— BEGIN DATA TO PROCESS —

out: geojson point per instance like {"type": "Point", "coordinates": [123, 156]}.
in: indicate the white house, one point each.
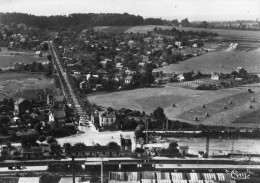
{"type": "Point", "coordinates": [183, 150]}
{"type": "Point", "coordinates": [128, 79]}
{"type": "Point", "coordinates": [181, 77]}
{"type": "Point", "coordinates": [217, 76]}
{"type": "Point", "coordinates": [106, 118]}
{"type": "Point", "coordinates": [195, 45]}
{"type": "Point", "coordinates": [178, 43]}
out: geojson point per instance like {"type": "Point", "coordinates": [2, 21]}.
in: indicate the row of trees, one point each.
{"type": "Point", "coordinates": [84, 20]}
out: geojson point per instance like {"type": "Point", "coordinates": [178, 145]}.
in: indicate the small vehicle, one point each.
{"type": "Point", "coordinates": [250, 91]}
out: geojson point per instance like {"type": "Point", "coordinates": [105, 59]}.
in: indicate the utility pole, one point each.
{"type": "Point", "coordinates": [146, 131]}
{"type": "Point", "coordinates": [233, 143]}
{"type": "Point", "coordinates": [207, 146]}
{"type": "Point", "coordinates": [167, 123]}
{"type": "Point", "coordinates": [73, 171]}
{"type": "Point", "coordinates": [102, 180]}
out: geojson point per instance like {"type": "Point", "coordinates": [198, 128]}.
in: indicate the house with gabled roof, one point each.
{"type": "Point", "coordinates": [128, 79]}
{"type": "Point", "coordinates": [21, 105]}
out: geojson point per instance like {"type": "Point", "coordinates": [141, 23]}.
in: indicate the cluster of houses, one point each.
{"type": "Point", "coordinates": [103, 118]}
{"type": "Point", "coordinates": [162, 77]}
{"type": "Point", "coordinates": [43, 150]}
{"type": "Point", "coordinates": [126, 54]}
{"type": "Point", "coordinates": [52, 106]}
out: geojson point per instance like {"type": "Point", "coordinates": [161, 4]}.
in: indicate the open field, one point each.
{"type": "Point", "coordinates": [188, 103]}
{"type": "Point", "coordinates": [7, 58]}
{"type": "Point", "coordinates": [252, 35]}
{"type": "Point", "coordinates": [112, 28]}
{"type": "Point", "coordinates": [145, 99]}
{"type": "Point", "coordinates": [11, 83]}
{"type": "Point", "coordinates": [221, 61]}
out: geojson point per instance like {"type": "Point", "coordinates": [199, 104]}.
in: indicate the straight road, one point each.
{"type": "Point", "coordinates": [73, 97]}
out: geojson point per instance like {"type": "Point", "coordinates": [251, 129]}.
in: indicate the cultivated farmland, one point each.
{"type": "Point", "coordinates": [11, 83]}
{"type": "Point", "coordinates": [222, 61]}
{"type": "Point", "coordinates": [8, 58]}
{"type": "Point", "coordinates": [145, 99]}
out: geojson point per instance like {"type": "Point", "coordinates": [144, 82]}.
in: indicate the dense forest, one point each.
{"type": "Point", "coordinates": [85, 20]}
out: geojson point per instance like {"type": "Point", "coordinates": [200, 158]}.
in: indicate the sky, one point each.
{"type": "Point", "coordinates": [194, 10]}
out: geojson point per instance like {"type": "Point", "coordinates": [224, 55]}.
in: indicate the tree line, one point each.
{"type": "Point", "coordinates": [78, 19]}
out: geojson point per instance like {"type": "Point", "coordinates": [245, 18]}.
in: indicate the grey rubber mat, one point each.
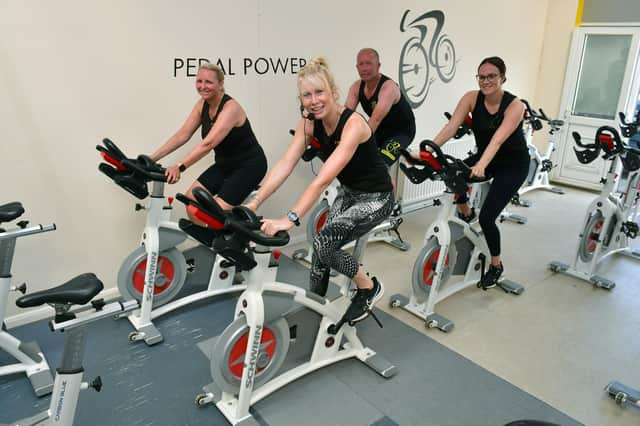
{"type": "Point", "coordinates": [156, 385]}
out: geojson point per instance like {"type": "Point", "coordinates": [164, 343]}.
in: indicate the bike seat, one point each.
{"type": "Point", "coordinates": [11, 211]}
{"type": "Point", "coordinates": [77, 291]}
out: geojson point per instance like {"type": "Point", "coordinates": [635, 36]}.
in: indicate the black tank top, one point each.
{"type": "Point", "coordinates": [399, 119]}
{"type": "Point", "coordinates": [366, 170]}
{"type": "Point", "coordinates": [240, 143]}
{"type": "Point", "coordinates": [484, 126]}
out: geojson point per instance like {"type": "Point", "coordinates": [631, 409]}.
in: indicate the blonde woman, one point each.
{"type": "Point", "coordinates": [349, 151]}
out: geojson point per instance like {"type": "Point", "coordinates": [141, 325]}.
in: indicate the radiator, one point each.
{"type": "Point", "coordinates": [417, 196]}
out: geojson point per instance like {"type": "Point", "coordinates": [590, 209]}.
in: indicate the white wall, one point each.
{"type": "Point", "coordinates": [74, 72]}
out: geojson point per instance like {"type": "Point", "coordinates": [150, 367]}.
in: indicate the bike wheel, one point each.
{"type": "Point", "coordinates": [414, 72]}
{"type": "Point", "coordinates": [445, 60]}
{"type": "Point", "coordinates": [170, 276]}
{"type": "Point", "coordinates": [591, 236]}
{"type": "Point", "coordinates": [317, 219]}
{"type": "Point", "coordinates": [424, 269]}
{"type": "Point", "coordinates": [227, 356]}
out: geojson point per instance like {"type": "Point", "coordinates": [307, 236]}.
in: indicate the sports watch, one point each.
{"type": "Point", "coordinates": [293, 217]}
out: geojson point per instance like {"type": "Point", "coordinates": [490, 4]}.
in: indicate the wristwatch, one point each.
{"type": "Point", "coordinates": [293, 217]}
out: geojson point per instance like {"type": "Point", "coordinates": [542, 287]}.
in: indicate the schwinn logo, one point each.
{"type": "Point", "coordinates": [153, 269]}
{"type": "Point", "coordinates": [416, 63]}
{"type": "Point", "coordinates": [60, 402]}
{"type": "Point", "coordinates": [255, 352]}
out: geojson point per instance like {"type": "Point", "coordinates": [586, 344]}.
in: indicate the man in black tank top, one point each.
{"type": "Point", "coordinates": [390, 115]}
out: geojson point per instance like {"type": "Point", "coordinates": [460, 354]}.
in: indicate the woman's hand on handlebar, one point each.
{"type": "Point", "coordinates": [271, 226]}
{"type": "Point", "coordinates": [173, 174]}
{"type": "Point", "coordinates": [252, 205]}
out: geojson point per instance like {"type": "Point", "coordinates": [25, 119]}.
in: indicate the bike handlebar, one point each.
{"type": "Point", "coordinates": [240, 219]}
{"type": "Point", "coordinates": [455, 173]}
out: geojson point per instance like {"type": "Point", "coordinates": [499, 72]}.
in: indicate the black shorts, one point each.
{"type": "Point", "coordinates": [234, 180]}
{"type": "Point", "coordinates": [389, 147]}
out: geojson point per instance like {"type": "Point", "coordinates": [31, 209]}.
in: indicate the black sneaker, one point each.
{"type": "Point", "coordinates": [491, 277]}
{"type": "Point", "coordinates": [363, 301]}
{"type": "Point", "coordinates": [469, 218]}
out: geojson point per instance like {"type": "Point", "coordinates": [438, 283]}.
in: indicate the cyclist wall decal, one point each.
{"type": "Point", "coordinates": [415, 62]}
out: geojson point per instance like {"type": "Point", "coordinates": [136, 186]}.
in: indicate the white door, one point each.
{"type": "Point", "coordinates": [598, 85]}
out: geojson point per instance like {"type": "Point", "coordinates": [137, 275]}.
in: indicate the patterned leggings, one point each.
{"type": "Point", "coordinates": [353, 214]}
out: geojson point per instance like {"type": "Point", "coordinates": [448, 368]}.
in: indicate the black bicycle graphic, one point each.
{"type": "Point", "coordinates": [415, 63]}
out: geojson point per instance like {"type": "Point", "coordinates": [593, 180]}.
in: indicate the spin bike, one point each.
{"type": "Point", "coordinates": [611, 219]}
{"type": "Point", "coordinates": [270, 322]}
{"type": "Point", "coordinates": [539, 164]}
{"type": "Point", "coordinates": [31, 360]}
{"type": "Point", "coordinates": [68, 382]}
{"type": "Point", "coordinates": [157, 271]}
{"type": "Point", "coordinates": [452, 246]}
{"type": "Point", "coordinates": [620, 392]}
{"type": "Point", "coordinates": [386, 232]}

— END DATA TO PROCESS —

Reproduce the data above in full, exactly as it is, with the pictures left out.

out: geojson point per instance like {"type": "Point", "coordinates": [123, 156]}.
in: indicate the white house, one point each.
{"type": "Point", "coordinates": [183, 150]}
{"type": "Point", "coordinates": [128, 79]}
{"type": "Point", "coordinates": [181, 77]}
{"type": "Point", "coordinates": [217, 76]}
{"type": "Point", "coordinates": [106, 118]}
{"type": "Point", "coordinates": [195, 45]}
{"type": "Point", "coordinates": [178, 43]}
out: geojson point per instance like {"type": "Point", "coordinates": [2, 21]}.
in: indicate the row of trees, one point each.
{"type": "Point", "coordinates": [84, 20]}
out: geojson point per instance like {"type": "Point", "coordinates": [178, 145]}.
in: indicate the small vehicle, one point each.
{"type": "Point", "coordinates": [250, 91]}
out: geojson point per instance like {"type": "Point", "coordinates": [105, 59]}.
in: indicate the utility pole, one point each.
{"type": "Point", "coordinates": [146, 131]}
{"type": "Point", "coordinates": [233, 143]}
{"type": "Point", "coordinates": [207, 146]}
{"type": "Point", "coordinates": [167, 123]}
{"type": "Point", "coordinates": [73, 171]}
{"type": "Point", "coordinates": [102, 180]}
out: geojson point per instance like {"type": "Point", "coordinates": [198, 128]}.
in: indicate the house with gabled roof, one point each.
{"type": "Point", "coordinates": [128, 79]}
{"type": "Point", "coordinates": [21, 105]}
out: geojson point per instance like {"type": "Point", "coordinates": [141, 23]}.
in: indicate the cluster of houses, one point each.
{"type": "Point", "coordinates": [103, 118]}
{"type": "Point", "coordinates": [162, 77]}
{"type": "Point", "coordinates": [43, 150]}
{"type": "Point", "coordinates": [126, 54]}
{"type": "Point", "coordinates": [52, 106]}
out: geojson point per instance like {"type": "Point", "coordinates": [161, 4]}.
in: indicate the open field, one point each.
{"type": "Point", "coordinates": [188, 103]}
{"type": "Point", "coordinates": [7, 58]}
{"type": "Point", "coordinates": [252, 35]}
{"type": "Point", "coordinates": [112, 28]}
{"type": "Point", "coordinates": [145, 99]}
{"type": "Point", "coordinates": [11, 83]}
{"type": "Point", "coordinates": [221, 61]}
out: geojson point per instance like {"type": "Point", "coordinates": [199, 104]}.
in: indicate the straight road, one point each.
{"type": "Point", "coordinates": [73, 97]}
out: geojson point per instance like {"type": "Point", "coordinates": [251, 129]}.
in: indicate the cultivated farmland, one point each.
{"type": "Point", "coordinates": [11, 83]}
{"type": "Point", "coordinates": [222, 61]}
{"type": "Point", "coordinates": [8, 58]}
{"type": "Point", "coordinates": [145, 99]}
out: geojson point per instance like {"type": "Point", "coordinates": [144, 82]}.
in: indicate the dense forest, one point each.
{"type": "Point", "coordinates": [85, 20]}
out: geojson point per instance like {"type": "Point", "coordinates": [200, 158]}.
in: indicate the sky, one point each.
{"type": "Point", "coordinates": [194, 10]}
out: geojson point per instance like {"type": "Point", "coordinates": [224, 55]}.
in: indicate the tree line, one point each.
{"type": "Point", "coordinates": [78, 19]}
out: geojson point per instance like {"type": "Point", "coordinates": [245, 18]}.
in: indicate the grey rubber mat, one point each.
{"type": "Point", "coordinates": [156, 385]}
out: geojson point per instance like {"type": "Point", "coordinates": [164, 343]}.
in: indicate the bike seat, one point each.
{"type": "Point", "coordinates": [11, 211]}
{"type": "Point", "coordinates": [77, 291]}
out: geojson point per instance like {"type": "Point", "coordinates": [635, 36]}.
in: indicate the black tank top, one point each.
{"type": "Point", "coordinates": [399, 119]}
{"type": "Point", "coordinates": [366, 170]}
{"type": "Point", "coordinates": [240, 143]}
{"type": "Point", "coordinates": [484, 126]}
out: geojson point per instance like {"type": "Point", "coordinates": [631, 409]}.
in: indicate the blonde woman, one point each.
{"type": "Point", "coordinates": [349, 151]}
out: geojson point per instance like {"type": "Point", "coordinates": [141, 325]}.
in: indicate the radiator, one point each.
{"type": "Point", "coordinates": [417, 196]}
out: geojson point per instance like {"type": "Point", "coordinates": [590, 209]}.
in: indicate the white wall, one point each.
{"type": "Point", "coordinates": [74, 72]}
out: geojson point per instance like {"type": "Point", "coordinates": [150, 367]}.
in: indicate the bike wheel, one point each.
{"type": "Point", "coordinates": [414, 72]}
{"type": "Point", "coordinates": [445, 60]}
{"type": "Point", "coordinates": [170, 276]}
{"type": "Point", "coordinates": [591, 236]}
{"type": "Point", "coordinates": [317, 219]}
{"type": "Point", "coordinates": [424, 269]}
{"type": "Point", "coordinates": [227, 356]}
out: geojson point per instance like {"type": "Point", "coordinates": [307, 236]}.
in: indicate the sports watch, one point each.
{"type": "Point", "coordinates": [293, 217]}
out: geojson point per instance like {"type": "Point", "coordinates": [490, 4]}.
in: indicate the wristwatch, one point each.
{"type": "Point", "coordinates": [293, 217]}
out: geojson point per instance like {"type": "Point", "coordinates": [542, 287]}.
in: indicate the schwinn logo, one point each.
{"type": "Point", "coordinates": [153, 269]}
{"type": "Point", "coordinates": [416, 63]}
{"type": "Point", "coordinates": [60, 402]}
{"type": "Point", "coordinates": [255, 352]}
out: geojson point per instance like {"type": "Point", "coordinates": [586, 344]}.
in: indicate the man in black tank top, one point each.
{"type": "Point", "coordinates": [390, 115]}
out: geojson point per instance like {"type": "Point", "coordinates": [460, 354]}.
in: indicate the woman's hand on handlebar, one point each.
{"type": "Point", "coordinates": [271, 226]}
{"type": "Point", "coordinates": [173, 174]}
{"type": "Point", "coordinates": [252, 205]}
out: geojson point per instance like {"type": "Point", "coordinates": [25, 119]}.
in: indicate the bike handlebar, one point each.
{"type": "Point", "coordinates": [240, 219]}
{"type": "Point", "coordinates": [455, 173]}
out: geojson point per instance like {"type": "Point", "coordinates": [499, 72]}.
in: indicate the black shorts, one point each.
{"type": "Point", "coordinates": [234, 180]}
{"type": "Point", "coordinates": [389, 147]}
out: geojson point per instance like {"type": "Point", "coordinates": [31, 209]}.
in: indicate the black sneaker, one point each.
{"type": "Point", "coordinates": [491, 277]}
{"type": "Point", "coordinates": [363, 301]}
{"type": "Point", "coordinates": [469, 218]}
out: geojson point per instance like {"type": "Point", "coordinates": [438, 283]}.
in: indicate the cyclist wall decal, one point each.
{"type": "Point", "coordinates": [415, 62]}
out: geojson point per instance like {"type": "Point", "coordinates": [136, 186]}.
in: indicate the white door, one point each.
{"type": "Point", "coordinates": [598, 85]}
out: geojson point per instance like {"type": "Point", "coordinates": [137, 275]}.
in: indicate the patterned leggings, one point each.
{"type": "Point", "coordinates": [353, 214]}
out: geojson point per instance like {"type": "Point", "coordinates": [448, 368]}.
in: indicate the black bicycle graphic, one point each.
{"type": "Point", "coordinates": [415, 63]}
out: geojson point per instance like {"type": "Point", "coordinates": [593, 180]}.
in: indicate the spin bike, one point each.
{"type": "Point", "coordinates": [611, 219]}
{"type": "Point", "coordinates": [270, 322]}
{"type": "Point", "coordinates": [539, 164]}
{"type": "Point", "coordinates": [31, 360]}
{"type": "Point", "coordinates": [68, 382]}
{"type": "Point", "coordinates": [157, 271]}
{"type": "Point", "coordinates": [452, 246]}
{"type": "Point", "coordinates": [620, 392]}
{"type": "Point", "coordinates": [386, 232]}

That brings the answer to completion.